** start **

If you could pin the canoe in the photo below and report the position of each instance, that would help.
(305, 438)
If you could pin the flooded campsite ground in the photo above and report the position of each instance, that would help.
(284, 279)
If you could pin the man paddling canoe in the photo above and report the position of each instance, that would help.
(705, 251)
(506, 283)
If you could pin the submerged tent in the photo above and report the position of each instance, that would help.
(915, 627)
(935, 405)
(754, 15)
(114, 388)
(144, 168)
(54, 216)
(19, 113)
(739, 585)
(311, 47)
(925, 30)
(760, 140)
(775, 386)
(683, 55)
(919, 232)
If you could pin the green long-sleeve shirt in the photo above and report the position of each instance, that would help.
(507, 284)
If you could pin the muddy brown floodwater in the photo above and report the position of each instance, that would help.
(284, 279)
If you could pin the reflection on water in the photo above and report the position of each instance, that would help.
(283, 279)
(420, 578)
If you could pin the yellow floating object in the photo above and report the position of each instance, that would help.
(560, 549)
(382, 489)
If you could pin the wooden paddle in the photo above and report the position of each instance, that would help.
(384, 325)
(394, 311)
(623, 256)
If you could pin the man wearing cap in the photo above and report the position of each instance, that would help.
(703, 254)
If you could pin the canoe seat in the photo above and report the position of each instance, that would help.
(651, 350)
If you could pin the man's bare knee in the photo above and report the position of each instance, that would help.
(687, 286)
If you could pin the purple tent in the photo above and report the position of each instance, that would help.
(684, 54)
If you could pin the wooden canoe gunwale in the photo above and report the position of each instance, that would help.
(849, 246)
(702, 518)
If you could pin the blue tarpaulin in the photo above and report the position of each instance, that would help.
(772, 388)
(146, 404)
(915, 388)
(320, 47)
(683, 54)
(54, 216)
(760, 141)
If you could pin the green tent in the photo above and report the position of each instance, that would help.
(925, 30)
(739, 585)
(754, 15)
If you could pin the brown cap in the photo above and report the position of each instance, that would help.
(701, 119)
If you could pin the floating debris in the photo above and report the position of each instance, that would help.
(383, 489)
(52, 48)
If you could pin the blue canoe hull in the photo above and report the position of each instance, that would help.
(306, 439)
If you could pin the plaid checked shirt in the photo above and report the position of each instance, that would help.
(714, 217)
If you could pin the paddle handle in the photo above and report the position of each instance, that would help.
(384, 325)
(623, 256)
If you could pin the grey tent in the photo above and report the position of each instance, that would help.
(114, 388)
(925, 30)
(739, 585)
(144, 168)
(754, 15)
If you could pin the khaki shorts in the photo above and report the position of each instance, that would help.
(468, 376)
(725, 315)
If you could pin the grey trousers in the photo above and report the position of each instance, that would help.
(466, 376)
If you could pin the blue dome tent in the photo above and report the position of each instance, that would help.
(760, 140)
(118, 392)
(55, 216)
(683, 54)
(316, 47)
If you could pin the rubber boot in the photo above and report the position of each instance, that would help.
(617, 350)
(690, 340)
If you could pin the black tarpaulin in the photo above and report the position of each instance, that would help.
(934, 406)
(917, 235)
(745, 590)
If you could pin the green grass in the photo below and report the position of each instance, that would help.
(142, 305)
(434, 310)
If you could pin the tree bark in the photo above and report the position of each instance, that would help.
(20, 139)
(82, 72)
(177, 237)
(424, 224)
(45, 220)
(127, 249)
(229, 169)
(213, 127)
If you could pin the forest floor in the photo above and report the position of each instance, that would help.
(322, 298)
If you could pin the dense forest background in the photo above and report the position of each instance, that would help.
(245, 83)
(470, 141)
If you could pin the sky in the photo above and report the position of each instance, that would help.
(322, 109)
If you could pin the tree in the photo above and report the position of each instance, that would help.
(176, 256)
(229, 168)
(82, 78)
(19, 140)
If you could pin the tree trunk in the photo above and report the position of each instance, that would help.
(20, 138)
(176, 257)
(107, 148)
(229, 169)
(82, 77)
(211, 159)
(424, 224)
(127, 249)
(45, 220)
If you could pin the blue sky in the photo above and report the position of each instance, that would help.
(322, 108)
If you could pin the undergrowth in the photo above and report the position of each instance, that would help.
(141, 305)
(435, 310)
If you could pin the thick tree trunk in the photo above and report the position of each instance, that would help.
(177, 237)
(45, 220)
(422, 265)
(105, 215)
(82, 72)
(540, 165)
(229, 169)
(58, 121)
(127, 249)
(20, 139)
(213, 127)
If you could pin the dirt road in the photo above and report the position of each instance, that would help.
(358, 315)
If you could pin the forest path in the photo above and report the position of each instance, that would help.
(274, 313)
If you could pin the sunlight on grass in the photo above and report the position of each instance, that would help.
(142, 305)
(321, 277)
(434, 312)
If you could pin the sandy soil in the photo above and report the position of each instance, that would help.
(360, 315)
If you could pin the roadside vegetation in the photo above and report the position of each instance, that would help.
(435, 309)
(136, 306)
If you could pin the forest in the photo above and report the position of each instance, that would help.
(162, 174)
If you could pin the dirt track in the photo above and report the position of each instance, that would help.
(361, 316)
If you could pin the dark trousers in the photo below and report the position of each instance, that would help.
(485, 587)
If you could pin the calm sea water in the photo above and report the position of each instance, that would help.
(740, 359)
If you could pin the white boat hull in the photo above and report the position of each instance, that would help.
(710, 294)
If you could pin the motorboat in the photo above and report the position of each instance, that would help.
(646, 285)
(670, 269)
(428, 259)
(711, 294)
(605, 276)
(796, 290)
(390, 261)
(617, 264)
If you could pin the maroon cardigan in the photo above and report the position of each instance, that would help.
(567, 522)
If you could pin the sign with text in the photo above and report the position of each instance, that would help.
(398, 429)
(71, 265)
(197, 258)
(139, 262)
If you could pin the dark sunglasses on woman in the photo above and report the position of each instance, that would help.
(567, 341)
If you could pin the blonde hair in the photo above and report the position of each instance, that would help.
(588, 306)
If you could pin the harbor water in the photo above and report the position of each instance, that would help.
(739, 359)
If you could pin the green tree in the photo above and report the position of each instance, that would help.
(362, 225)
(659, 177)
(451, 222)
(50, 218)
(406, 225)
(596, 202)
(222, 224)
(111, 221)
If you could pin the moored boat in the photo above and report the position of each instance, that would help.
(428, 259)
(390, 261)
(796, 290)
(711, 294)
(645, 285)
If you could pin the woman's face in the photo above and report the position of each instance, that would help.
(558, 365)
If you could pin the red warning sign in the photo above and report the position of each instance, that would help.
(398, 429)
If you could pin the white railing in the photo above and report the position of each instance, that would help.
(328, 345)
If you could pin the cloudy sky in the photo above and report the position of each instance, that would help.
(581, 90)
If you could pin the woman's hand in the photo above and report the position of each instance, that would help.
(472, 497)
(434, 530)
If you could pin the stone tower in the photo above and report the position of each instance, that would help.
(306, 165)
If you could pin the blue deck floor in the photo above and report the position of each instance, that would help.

** end **

Please set out every entry above as a numbered list, one line per number, and drop any blank lines.

Full solution:
1. If you could pin the canoe in the photo below and report the position of each instance, that would help.
2. (305, 438)
3. If you could pin the flooded campsite ground in the photo above and report the position of each instance, that would help.
4. (284, 279)
5. If you could pin the man paddling canoe in the photo above and report the position of each instance, that would help.
6. (705, 251)
7. (506, 283)
8. If you could pin the submerged tent in the photo above and report the position of each instance, that would help.
9. (915, 627)
10. (935, 405)
11. (754, 15)
12. (114, 388)
13. (144, 168)
14. (54, 216)
15. (19, 113)
16. (739, 585)
17. (311, 47)
18. (925, 30)
19. (760, 140)
20. (775, 386)
21. (683, 55)
22. (919, 232)
23. If you could pin the green long-sleeve shirt in the photo above and report the position of each instance, that would help.
24. (507, 284)
25. If you could pin the muddy brown floodwater in the photo above and report the position of each instance, that would help.
26. (284, 279)
27. If you could pin the reflection on water in the photo above and report the position of each instance, that would help.
28. (283, 279)
29. (420, 578)
30. If you could pin the yellow floating object in the photo above and report the position of each instance, that would help.
31. (560, 549)
32. (382, 489)
33. If you could pin the wooden paddle in the photo above and report the position of each instance, that would help.
34. (384, 325)
35. (394, 311)
36. (623, 256)
37. If you could pin the man wearing cap in the photo above and report the position of each instance, that would help.
38. (703, 254)
39. If you could pin the canoe seat in the photo above and report the position of each instance, that would help.
40. (651, 350)
41. If you could pin the man's bare knee in the photo above and report the position of each instance, that would help.
42. (687, 286)
43. If you could pin the purple tent in the photo above and report the position of each instance, that would help.
44. (684, 54)
45. If you could pin the wooden canoe gunwale in the photo above and report the position of each instance, that would help.
46. (849, 246)
47. (702, 518)
48. If you could pin the blue tarpaulin in the photo above and report the position of each instance, that would help.
49. (772, 388)
50. (146, 404)
51. (915, 388)
52. (320, 47)
53. (683, 54)
54. (54, 216)
55. (760, 141)
56. If you could pin the green tent in the photo above and report the position of each instance, that would help.
57. (925, 30)
58. (739, 585)
59. (754, 15)
60. If you could pin the brown cap in the photo above and report the position of each instance, that would help.
61. (701, 119)
62. If you could pin the floating debris in the photo above and report the position of each instance, that would help.
63. (383, 489)
64. (52, 48)
65. If you could pin the blue canoe hull in the photo above and report the position of each instance, that would help.
66. (306, 439)
67. If you could pin the plaid checked shirt in the photo above and report the position of each instance, that would help.
68. (714, 217)
69. If you could pin the paddle handle in the photo above and report the position of each instance, that would help.
70. (384, 325)
71. (623, 256)
72. If you could pin the grey tent in the photo above and report the position of each instance, that would help.
73. (114, 388)
74. (925, 30)
75. (739, 585)
76. (144, 168)
77. (754, 15)
78. If you could pin the khaki shorts in the photo above and report the position of each instance, that would help.
79. (468, 376)
80. (725, 315)
81. If you could pin the grey trousers in the photo above and report the position of each instance, that would help.
82. (466, 376)
83. If you could pin the blue dome tent in the photo above and report the position of each instance, that would help.
84. (760, 140)
85. (118, 392)
86. (55, 216)
87. (683, 54)
88. (316, 47)
89. If you could pin the rubber boot in the photo above and report the position of each instance, that would help.
90. (617, 350)
91. (690, 340)
92. If you could pin the black tarpaulin in the photo above and report the position of each instance, that would help.
93. (934, 406)
94. (917, 235)
95. (745, 590)
96. If you could pin the green grass in the photo below and report the position of each instance, that would help.
97. (142, 305)
98. (434, 310)
99. If you could pin the tree bark in the photo above and report the position of each instance, that would help.
100. (20, 139)
101. (82, 72)
102. (177, 237)
103. (424, 224)
104. (45, 220)
105. (127, 249)
106. (229, 169)
107. (213, 127)
108. If you could pin the forest floor in the photo above and report the position of each instance, that would help.
109. (322, 298)
110. If you could pin the dense forest background in the photo above and report the position of each instance, that would help.
111. (245, 83)
112. (470, 141)
113. If you could pin the sky in the photo above and report the position of each instance, that would help.
114. (322, 109)
115. If you could pin the tree in the photo above and report the position of each instance, that would help.
116. (176, 256)
117. (229, 168)
118. (82, 78)
119. (19, 140)
120. If you could pin the tree trunk in the photo above and report the position of each instance, that would help.
121. (20, 138)
122. (176, 257)
123. (107, 148)
124. (229, 169)
125. (82, 77)
126. (211, 159)
127. (424, 224)
128. (127, 249)
129. (45, 220)
130. If you could pin the blue sky in the photo above and report the position of each instance, that would help.
131. (322, 108)
132. If you could pin the undergrowth in the photo above and report the position of each instance, that would help.
133. (141, 305)
134. (435, 310)
135. If you could pin the thick tree trunk in the photo above and report the position of each instance, that would help.
136. (177, 237)
137. (45, 220)
138. (422, 265)
139. (105, 215)
140. (82, 72)
141. (540, 165)
142. (229, 169)
143. (58, 121)
144. (127, 249)
145. (20, 139)
146. (213, 127)
147. If you could pin the dirt road in the photo above and report the position of each instance, that would help.
148. (358, 315)
149. If you could pin the forest path in the photo above and report the position of each instance, that would help.
150. (274, 313)
151. If you could pin the sunlight on grass in the photo above and report the position of each instance, that would help.
152. (142, 305)
153. (321, 277)
154. (434, 312)
155. If you could pin the sandy soil in the photo above and report the position of each instance, that would help.
156. (360, 315)
157. If you could pin the roadside vegetation in the photo above and report the position of each instance, that would help.
158. (435, 309)
159. (136, 306)
160. If you could pin the forest in the photo above and report the position of each instance, that would help.
161. (162, 174)
162. If you could pin the dirt track in the photo above and report the position of each instance, that would help.
163. (361, 316)
164. If you could pin the dark trousers in the photo below and report the position of each instance, that would help.
165. (485, 587)
166. If you could pin the calm sea water in the photo above and report the position of each instance, that would help.
167. (740, 359)
168. If you could pin the white boat hull in the photo above and report the position of each instance, that would help.
169. (710, 294)
170. If you could pin the motorboat in the photo above and report the position of each instance, that would help.
171. (646, 285)
172. (670, 269)
173. (428, 259)
174. (711, 294)
175. (605, 276)
176. (796, 290)
177. (390, 261)
178. (617, 264)
179. If you could pin the maroon cardigan in the photo above and report the position of each instance, that would help.
180. (567, 522)
181. If you could pin the sign with text in the photo above and report the position of each instance, that would help.
182. (398, 429)
183. (71, 265)
184. (197, 258)
185. (139, 262)
186. If you could pin the dark sunglasses on woman in the photo above and report the position of each instance, that would help.
187. (567, 341)
188. If you could pin the blonde hair in the photo above and report the position of each instance, that would help.
189. (588, 306)
190. If you could pin the harbor water in the photo above and report the position of each instance, that would help.
191. (739, 359)
192. If you could pin the green tree in the photo above and report the position of each instance, that would help.
193. (362, 225)
194. (659, 177)
195. (451, 222)
196. (50, 218)
197. (406, 225)
198. (596, 202)
199. (222, 224)
200. (111, 221)
201. If you could pin the moored boat in the photo above and report the position of each instance, that would help.
202. (428, 259)
203. (390, 261)
204. (796, 290)
205. (711, 294)
206. (645, 285)
207. If you could pin the woman's face in the photo above and report the position of each instance, that would help.
208. (558, 365)
209. If you could pin the red warning sign in the photo above and report the position of each instance, that would help.
210. (398, 429)
211. If you could pin the white railing in the photo above and report the position of each instance, that would help.
212. (328, 345)
213. If you could pin the cloudy sky in the photo above and report the position of each instance, that would help.
214. (581, 90)
215. If you could pin the woman's hand in the photo above and report the position of each instance, that would help.
216. (472, 497)
217. (434, 530)
218. If you could pin the stone tower in the photo above and report the position of each instance, that would help.
219. (306, 165)
220. If you could pin the blue deck floor in the photo above and report the position of each instance, that would help.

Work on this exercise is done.